• Exercise goal
Please reproduce the items below, swapping every "marker" for "pin" in all of them and leaving everything else unchanged.

• Records for this task
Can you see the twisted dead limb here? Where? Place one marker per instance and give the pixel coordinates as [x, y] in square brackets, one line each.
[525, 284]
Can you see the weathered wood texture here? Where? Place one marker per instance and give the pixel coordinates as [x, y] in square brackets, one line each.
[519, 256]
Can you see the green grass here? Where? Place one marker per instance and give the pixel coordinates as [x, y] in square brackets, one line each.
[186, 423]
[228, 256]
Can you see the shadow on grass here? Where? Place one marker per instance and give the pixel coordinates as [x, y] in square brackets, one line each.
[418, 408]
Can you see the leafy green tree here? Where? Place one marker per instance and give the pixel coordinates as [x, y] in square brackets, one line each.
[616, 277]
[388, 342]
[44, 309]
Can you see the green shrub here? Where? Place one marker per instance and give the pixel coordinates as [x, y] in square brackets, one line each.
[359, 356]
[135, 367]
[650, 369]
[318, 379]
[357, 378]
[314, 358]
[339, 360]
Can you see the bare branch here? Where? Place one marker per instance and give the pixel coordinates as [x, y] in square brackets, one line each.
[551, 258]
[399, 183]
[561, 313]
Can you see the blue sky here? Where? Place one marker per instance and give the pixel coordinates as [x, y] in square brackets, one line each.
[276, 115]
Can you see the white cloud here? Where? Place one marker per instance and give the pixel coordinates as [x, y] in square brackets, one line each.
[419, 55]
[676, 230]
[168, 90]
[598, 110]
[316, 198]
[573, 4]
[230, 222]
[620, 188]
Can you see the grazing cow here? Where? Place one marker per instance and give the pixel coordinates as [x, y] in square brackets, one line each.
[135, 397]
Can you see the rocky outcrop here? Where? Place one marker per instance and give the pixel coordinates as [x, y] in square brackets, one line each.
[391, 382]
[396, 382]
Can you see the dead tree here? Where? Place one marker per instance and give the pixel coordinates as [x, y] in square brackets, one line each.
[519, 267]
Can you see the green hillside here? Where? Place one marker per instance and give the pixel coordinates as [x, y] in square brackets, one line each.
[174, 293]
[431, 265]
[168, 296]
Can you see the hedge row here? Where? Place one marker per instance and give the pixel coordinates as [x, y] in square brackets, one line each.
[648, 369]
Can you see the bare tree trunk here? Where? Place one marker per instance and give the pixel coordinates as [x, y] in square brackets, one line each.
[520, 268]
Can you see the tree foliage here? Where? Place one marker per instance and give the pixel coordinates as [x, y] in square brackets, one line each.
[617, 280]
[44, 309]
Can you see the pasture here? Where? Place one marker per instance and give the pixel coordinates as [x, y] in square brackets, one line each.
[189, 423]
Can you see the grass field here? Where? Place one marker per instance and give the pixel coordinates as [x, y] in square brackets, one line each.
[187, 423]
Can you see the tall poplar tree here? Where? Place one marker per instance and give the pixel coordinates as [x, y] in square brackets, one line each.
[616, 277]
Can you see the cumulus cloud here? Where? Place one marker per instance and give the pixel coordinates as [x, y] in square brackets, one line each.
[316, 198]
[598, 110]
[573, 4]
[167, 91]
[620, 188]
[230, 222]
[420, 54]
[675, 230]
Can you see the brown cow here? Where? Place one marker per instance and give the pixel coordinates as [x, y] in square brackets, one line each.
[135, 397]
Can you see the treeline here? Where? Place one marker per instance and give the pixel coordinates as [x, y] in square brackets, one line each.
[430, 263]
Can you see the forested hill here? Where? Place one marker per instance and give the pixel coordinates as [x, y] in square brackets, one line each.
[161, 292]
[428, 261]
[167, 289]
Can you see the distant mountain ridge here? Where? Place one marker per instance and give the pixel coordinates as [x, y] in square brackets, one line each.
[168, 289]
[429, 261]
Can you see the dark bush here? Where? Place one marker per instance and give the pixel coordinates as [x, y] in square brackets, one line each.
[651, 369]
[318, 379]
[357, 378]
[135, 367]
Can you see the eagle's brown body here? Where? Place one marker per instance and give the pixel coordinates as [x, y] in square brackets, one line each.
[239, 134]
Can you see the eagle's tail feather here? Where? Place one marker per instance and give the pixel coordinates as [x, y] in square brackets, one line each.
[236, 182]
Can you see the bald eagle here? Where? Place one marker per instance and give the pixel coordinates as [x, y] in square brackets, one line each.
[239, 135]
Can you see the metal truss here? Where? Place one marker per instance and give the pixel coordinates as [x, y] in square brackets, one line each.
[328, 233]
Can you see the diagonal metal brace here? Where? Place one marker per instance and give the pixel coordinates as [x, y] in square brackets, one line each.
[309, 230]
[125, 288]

• The solution
Can you see the twisted dead limb here? Where? Place one pin per instance and give the pixel coordinates as [x, y] in square brackets, one line each.
[525, 284]
Can you see the weathered wood texture here? Where? Place one pin per instance and give the pixel coordinates as [x, y] in square brackets, one line each.
[519, 256]
Can you see the green grass here? Where? Place one pin per instance and give the pixel coordinates as [x, y] in square brackets, one line each.
[186, 423]
[228, 256]
Can you see the shadow on grass here? Where? Place one pin per instance and give the pixel coordinates as [x, y] in square brackets, one line each.
[418, 408]
Can you see the leafy green tree here? Where? Place one pin per instance and give the pixel coordinates as [x, y] in square brackets, one line each.
[616, 277]
[388, 342]
[44, 309]
Can you see the green shrub here? Where? Place one pin per instance and give the pixel coordinates as [x, y] in square brackets, one line each.
[359, 356]
[135, 367]
[650, 369]
[318, 379]
[357, 378]
[314, 358]
[339, 360]
Can you see the bare branch here? Where? Place one pin per instance and give the pixel coordinates as [x, y] in square brackets, one line each.
[551, 258]
[399, 183]
[561, 313]
Can you see the blue sky here? Where? Place one pin per instance and give the pixel coordinates as [x, y] in square brackets, one line each.
[276, 115]
Can you see the white cloud here? Where? Place one pin per instance and give the pixel coordinates as [x, y] in square brackets, one line each.
[419, 55]
[676, 230]
[168, 90]
[598, 110]
[316, 198]
[573, 4]
[230, 222]
[620, 188]
Can you see the grazing cow here? Where? Place one pin per instance and give the pixel coordinates as [x, y] in square brackets, one line each.
[135, 397]
Can you see the rocky outcrop here? Where? Place one pin per instance and give the pixel coordinates as [x, y] in square brackets, one line each.
[391, 382]
[396, 382]
Can you see the dead tree here? Where? Place one pin per instance and give the pixel coordinates as [x, y] in square brackets, one line each.
[519, 267]
Can you see the green hillside here? Where? Place one pin per instance and give the pixel coordinates as [x, y] in square brackets, one line each.
[174, 293]
[431, 265]
[168, 296]
Can you see the hedge row here? Where? Place one pin per instance and give the pixel coordinates as [x, y] in square brackets, one line each.
[648, 369]
Can you see the bare tree trunk here? Where? Place one pin per instance and give the pixel coordinates as [x, y] in square brackets, one line each.
[520, 268]
Can you see the tree foliage here? Where? Place one pin per instance and give the pixel coordinates as [x, y] in square brackets, one line each.
[617, 280]
[44, 309]
Can you see the pasture here? Where? Place one pin per instance and give the pixel coordinates as [x, y] in square brackets, one line each.
[189, 423]
Can you see the grass field here? Where? Place one pin per instance and give the pixel coordinates as [x, y] in square brackets, one line each.
[187, 423]
Can you see the tall poplar tree here? Where? Place one pin per instance and give the pixel coordinates as [x, y] in square brackets, one line each.
[616, 277]
Can you see the cumulus cloud here? Where? Place one pin per instance and give the pixel coordinates as [x, y] in square brackets, one line each.
[316, 198]
[598, 110]
[573, 4]
[167, 91]
[620, 188]
[230, 222]
[420, 54]
[675, 230]
Can you see the brown cow here? Where? Place one pin per instance and give the pixel coordinates as [x, y] in square brackets, one line each.
[135, 397]
Can you see the treeline here? Where? Place one pin per instance and give the pixel coordinates as [x, y] in square brackets, one line each.
[430, 263]
Can you see the forested hill here? Where? Place one pin per instance and give the pixel coordinates as [x, y] in square brackets, one line each.
[161, 292]
[428, 261]
[167, 289]
Can you see the distant mountain ridge here? Where? Place one pin per instance and give the pixel coordinates as [x, y] in square brackets, one line each.
[168, 289]
[429, 261]
Can you see the dark bush here? Where? Place one pin per instance and give the pixel coordinates as [x, y] in square brackets, one line each.
[651, 369]
[318, 379]
[357, 378]
[135, 367]
Can you see the eagle's brown body here? Where? Place one pin per instance and give the pixel coordinates as [x, y] in square brackets, one line each.
[239, 134]
Can you see the eagle's tail feather here? Where? Place one pin per instance and give the pixel coordinates as [x, y] in square brackets, one line each.
[236, 182]
Can you see the bald eagle here? Where? Place one pin per instance and give the pixel coordinates as [x, y] in square brackets, one line each.
[239, 135]
Can you see the metal truss here? Where? Place one pin per instance and give the pixel coordinates as [x, y] in square brackets, one line each.
[328, 233]
Can you see the diagonal metal brace here? Where? Place one pin per instance and give the pixel coordinates as [x, y] in square brackets, one line each.
[309, 230]
[125, 288]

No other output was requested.